▸ What the exercise asks: Please rewrite the stretch of entries from the line containing "Camera-trap tally: mark every instance of the black" through the end of the entries, scaling each coordinate pair that follows a "Target:" line by 0.6 and rounding to whole numbers, with halves going up. Leave every other line, including the sample coordinates, unchanged.

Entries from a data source
** start **

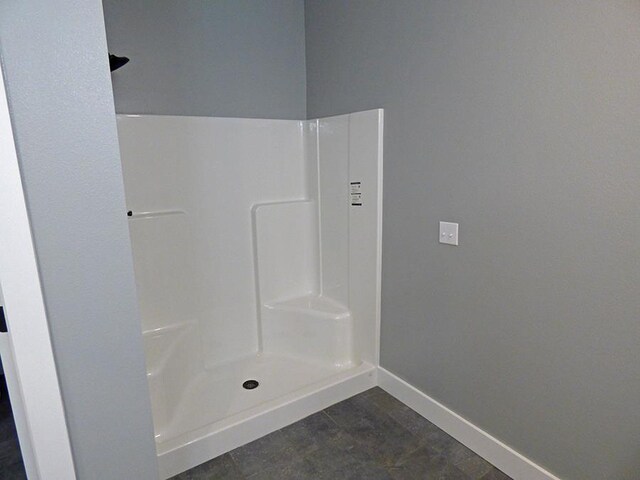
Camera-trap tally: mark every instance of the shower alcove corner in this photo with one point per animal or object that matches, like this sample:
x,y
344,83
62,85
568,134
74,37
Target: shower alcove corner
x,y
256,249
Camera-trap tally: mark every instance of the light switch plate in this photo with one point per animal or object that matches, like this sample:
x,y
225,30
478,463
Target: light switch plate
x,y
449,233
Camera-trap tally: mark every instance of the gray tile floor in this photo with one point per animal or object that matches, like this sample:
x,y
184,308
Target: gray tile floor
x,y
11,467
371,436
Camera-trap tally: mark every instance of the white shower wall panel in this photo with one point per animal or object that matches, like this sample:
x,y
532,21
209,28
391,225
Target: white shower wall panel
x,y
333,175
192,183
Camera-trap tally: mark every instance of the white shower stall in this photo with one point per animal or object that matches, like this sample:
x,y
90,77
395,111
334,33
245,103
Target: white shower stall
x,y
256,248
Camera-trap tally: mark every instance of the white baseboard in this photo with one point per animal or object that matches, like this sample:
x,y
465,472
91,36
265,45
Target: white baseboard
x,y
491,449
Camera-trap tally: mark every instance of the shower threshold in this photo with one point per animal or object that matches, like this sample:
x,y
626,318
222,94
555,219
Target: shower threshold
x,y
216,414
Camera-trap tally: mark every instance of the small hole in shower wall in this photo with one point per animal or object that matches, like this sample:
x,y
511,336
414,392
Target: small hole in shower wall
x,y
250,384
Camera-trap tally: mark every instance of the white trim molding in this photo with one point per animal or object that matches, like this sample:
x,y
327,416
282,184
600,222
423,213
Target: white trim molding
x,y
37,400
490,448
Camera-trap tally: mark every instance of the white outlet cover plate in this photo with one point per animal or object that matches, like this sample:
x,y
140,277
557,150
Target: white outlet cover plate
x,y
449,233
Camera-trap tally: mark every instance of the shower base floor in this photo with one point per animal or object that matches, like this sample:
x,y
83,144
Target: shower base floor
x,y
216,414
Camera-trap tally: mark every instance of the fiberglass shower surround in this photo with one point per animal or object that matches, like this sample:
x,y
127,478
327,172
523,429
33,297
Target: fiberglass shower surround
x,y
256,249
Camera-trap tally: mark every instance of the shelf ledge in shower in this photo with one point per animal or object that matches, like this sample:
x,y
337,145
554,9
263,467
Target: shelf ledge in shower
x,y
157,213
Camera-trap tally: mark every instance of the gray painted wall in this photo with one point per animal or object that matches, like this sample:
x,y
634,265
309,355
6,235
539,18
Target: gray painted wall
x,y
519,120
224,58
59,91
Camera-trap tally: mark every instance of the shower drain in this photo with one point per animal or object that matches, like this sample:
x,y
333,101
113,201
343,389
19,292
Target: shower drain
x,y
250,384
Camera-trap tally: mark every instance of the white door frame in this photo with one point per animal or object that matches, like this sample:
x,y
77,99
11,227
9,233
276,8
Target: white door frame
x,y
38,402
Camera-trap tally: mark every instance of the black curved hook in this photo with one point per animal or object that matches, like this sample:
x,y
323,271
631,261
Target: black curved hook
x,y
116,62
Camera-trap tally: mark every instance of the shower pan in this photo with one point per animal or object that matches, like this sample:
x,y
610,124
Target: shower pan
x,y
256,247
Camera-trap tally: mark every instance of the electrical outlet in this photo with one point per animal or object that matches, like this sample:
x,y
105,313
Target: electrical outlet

** end **

▸ Result of the task:
Camera-trap tally: mark every instance of the black curved hook in this photo with one point per animal or object that matches, like this sample:
x,y
323,271
631,261
Target: black curved hook
x,y
70,37
Camera-trap tally: mark every instance of the shower pan in this photo with one point per animal or object that matches, like this sample:
x,y
610,124
Target: shower pan
x,y
154,148
Camera-trap tally: mark every instance of the electrical outlet in this photo with one point per animal or object that matches, like this sample:
x,y
105,313
Target: electrical outlet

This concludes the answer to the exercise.